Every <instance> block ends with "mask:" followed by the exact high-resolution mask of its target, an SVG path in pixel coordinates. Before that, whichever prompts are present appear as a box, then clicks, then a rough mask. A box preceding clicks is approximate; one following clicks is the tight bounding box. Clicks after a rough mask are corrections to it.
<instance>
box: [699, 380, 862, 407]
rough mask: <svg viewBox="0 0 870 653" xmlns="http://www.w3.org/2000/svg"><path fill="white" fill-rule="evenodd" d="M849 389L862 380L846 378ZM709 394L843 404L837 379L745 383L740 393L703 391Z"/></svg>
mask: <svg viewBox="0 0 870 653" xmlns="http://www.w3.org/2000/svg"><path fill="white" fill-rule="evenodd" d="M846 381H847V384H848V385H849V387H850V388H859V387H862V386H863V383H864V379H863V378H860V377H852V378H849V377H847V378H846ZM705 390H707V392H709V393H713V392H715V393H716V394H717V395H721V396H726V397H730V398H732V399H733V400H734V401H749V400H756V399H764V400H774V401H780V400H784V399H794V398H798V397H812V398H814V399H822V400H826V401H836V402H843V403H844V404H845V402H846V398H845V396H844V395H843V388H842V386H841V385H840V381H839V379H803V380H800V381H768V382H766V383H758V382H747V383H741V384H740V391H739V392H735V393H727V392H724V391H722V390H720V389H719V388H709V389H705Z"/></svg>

TO DO: Copy out every record above exactly as written.

THE COMPLETED TASK:
Every <instance> block ends with "mask:" followed by the exact high-resolution mask of its target, an SVG path in pixel coordinates. Before that, whichever prompts are present appear as a box, then clicks, then a rough mask. A box preceding clicks is approximate; one following clicks is the tight bounding box. Clicks after a rough mask are corrections to it.
<instance>
box: [699, 380, 862, 407]
rough mask: <svg viewBox="0 0 870 653" xmlns="http://www.w3.org/2000/svg"><path fill="white" fill-rule="evenodd" d="M849 389L862 380L846 378ZM709 394L843 404L837 379L745 383L740 393L703 391Z"/></svg>
mask: <svg viewBox="0 0 870 653" xmlns="http://www.w3.org/2000/svg"><path fill="white" fill-rule="evenodd" d="M846 381H847V384H848V385H849V387H850V388H859V387H862V386H863V383H864V379H863V378H860V377H852V378H849V377H847V378H846ZM705 390H707V392H709V393H713V392H715V393H716V394H717V395H721V396H726V397H730V398H732V399H733V400H734V401H749V400H756V399H764V400H774V401H780V400H784V399H794V398H798V397H812V398H814V399H822V400H826V401H836V402H843V403H844V404H845V402H846V398H845V396H844V395H843V388H842V386H841V385H840V381H839V379H803V380H800V381H768V382H766V383H758V382H747V383H741V384H740V391H739V392H735V393H727V392H724V391H722V390H720V389H719V388H709V389H705Z"/></svg>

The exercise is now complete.